→ Data for the task:
-- -- --
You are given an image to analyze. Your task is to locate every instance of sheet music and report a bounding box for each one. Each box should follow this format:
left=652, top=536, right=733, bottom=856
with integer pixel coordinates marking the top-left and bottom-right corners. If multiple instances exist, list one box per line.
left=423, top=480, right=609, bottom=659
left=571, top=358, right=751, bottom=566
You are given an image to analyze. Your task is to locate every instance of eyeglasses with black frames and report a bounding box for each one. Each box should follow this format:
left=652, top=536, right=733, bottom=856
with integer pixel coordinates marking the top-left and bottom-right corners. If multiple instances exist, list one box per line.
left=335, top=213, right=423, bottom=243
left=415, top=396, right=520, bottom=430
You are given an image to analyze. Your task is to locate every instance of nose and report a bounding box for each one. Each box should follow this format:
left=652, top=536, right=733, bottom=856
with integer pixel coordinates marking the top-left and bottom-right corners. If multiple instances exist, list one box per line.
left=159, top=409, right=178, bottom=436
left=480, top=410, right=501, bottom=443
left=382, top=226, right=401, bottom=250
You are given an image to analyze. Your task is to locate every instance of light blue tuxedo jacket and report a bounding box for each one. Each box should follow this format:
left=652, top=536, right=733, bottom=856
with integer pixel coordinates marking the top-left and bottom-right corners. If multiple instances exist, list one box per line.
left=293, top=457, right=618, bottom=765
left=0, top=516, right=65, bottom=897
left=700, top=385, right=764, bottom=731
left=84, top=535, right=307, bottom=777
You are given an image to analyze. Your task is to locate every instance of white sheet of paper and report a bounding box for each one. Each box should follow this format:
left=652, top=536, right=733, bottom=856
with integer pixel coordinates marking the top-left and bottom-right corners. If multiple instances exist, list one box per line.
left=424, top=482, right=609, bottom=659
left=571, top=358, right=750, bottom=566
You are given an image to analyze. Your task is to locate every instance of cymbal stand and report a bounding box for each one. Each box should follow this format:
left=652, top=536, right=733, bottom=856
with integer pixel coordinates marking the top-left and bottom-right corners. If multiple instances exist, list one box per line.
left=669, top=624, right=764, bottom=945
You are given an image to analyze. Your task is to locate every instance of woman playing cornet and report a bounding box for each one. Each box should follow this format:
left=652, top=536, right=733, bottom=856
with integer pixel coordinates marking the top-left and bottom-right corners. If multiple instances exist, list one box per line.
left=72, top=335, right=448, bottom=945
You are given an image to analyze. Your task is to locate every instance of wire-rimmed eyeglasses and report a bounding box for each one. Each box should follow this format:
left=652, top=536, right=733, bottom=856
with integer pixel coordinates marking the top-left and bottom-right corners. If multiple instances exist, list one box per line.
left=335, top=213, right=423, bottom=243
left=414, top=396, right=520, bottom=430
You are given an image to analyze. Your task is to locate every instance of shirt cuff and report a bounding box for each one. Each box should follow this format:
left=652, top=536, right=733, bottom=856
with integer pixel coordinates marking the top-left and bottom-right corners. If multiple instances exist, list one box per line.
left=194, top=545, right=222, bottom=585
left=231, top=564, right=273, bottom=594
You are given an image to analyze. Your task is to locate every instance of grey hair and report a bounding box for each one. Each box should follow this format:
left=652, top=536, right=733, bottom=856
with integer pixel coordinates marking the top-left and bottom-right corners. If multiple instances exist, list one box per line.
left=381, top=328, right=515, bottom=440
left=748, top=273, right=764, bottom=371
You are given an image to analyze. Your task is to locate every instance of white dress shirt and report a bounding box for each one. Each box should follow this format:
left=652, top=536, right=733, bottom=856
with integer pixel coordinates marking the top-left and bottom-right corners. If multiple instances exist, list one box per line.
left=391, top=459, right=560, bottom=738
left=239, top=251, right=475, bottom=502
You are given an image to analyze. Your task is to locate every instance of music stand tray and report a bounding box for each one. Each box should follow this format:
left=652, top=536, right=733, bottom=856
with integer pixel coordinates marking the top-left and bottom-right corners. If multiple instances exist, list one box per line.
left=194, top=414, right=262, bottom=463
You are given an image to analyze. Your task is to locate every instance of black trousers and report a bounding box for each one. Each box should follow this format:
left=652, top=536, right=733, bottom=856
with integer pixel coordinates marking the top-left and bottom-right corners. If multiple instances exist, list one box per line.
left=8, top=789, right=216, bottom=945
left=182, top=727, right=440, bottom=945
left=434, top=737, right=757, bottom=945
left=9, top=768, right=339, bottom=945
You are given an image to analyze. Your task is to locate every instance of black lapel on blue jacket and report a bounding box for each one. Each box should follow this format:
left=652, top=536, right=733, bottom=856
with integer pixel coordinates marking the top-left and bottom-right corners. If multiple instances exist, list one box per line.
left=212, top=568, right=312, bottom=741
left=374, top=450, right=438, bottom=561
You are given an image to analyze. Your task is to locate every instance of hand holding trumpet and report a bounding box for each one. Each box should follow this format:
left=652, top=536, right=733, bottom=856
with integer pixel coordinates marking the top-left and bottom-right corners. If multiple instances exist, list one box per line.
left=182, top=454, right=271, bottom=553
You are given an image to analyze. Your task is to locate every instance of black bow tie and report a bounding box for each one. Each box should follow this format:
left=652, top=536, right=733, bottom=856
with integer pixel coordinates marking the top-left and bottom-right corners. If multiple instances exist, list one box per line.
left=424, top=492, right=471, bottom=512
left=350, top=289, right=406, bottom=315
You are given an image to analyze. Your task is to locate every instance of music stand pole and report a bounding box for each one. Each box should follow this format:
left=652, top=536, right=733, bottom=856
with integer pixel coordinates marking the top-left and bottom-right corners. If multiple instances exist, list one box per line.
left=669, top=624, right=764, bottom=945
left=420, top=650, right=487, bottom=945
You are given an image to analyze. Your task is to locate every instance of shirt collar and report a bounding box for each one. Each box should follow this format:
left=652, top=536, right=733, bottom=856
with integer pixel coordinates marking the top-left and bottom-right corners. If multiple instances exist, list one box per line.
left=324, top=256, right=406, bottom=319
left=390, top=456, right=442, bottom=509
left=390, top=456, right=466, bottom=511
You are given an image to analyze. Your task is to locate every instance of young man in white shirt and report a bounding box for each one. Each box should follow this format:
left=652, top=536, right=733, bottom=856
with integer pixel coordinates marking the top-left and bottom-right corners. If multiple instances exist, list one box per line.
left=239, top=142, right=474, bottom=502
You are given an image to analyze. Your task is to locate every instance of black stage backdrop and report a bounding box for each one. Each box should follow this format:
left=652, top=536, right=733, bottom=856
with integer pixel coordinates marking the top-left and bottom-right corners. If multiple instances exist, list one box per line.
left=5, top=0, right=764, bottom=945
-- -- --
Copy out in full the stretch from the line containing "of black lapel" through the line containing "left=182, top=454, right=271, bottom=553", adding 64 to each bounding-box coordinate in the answers. The format sample lines stay unchanged.

You are given an image to analyze. Your task is to locate every instance of black lapel on blue jacket and report a bounding box for each one. Each box should follow this format:
left=652, top=536, right=733, bottom=856
with integer pixel coordinates marking the top-left and bottom-right corners. If multiple instances exist, list one box per line.
left=276, top=632, right=376, bottom=805
left=438, top=514, right=502, bottom=625
You are given an image to analyze. Your task is to locate every instance of hand holding trumpet and report a bounding box for each one. Each box should follow this format:
left=652, top=536, right=733, bottom=856
with integer pixel coordinates marking the top-left and bottom-right corners. If multiple instances exist, list one box per line.
left=246, top=518, right=335, bottom=617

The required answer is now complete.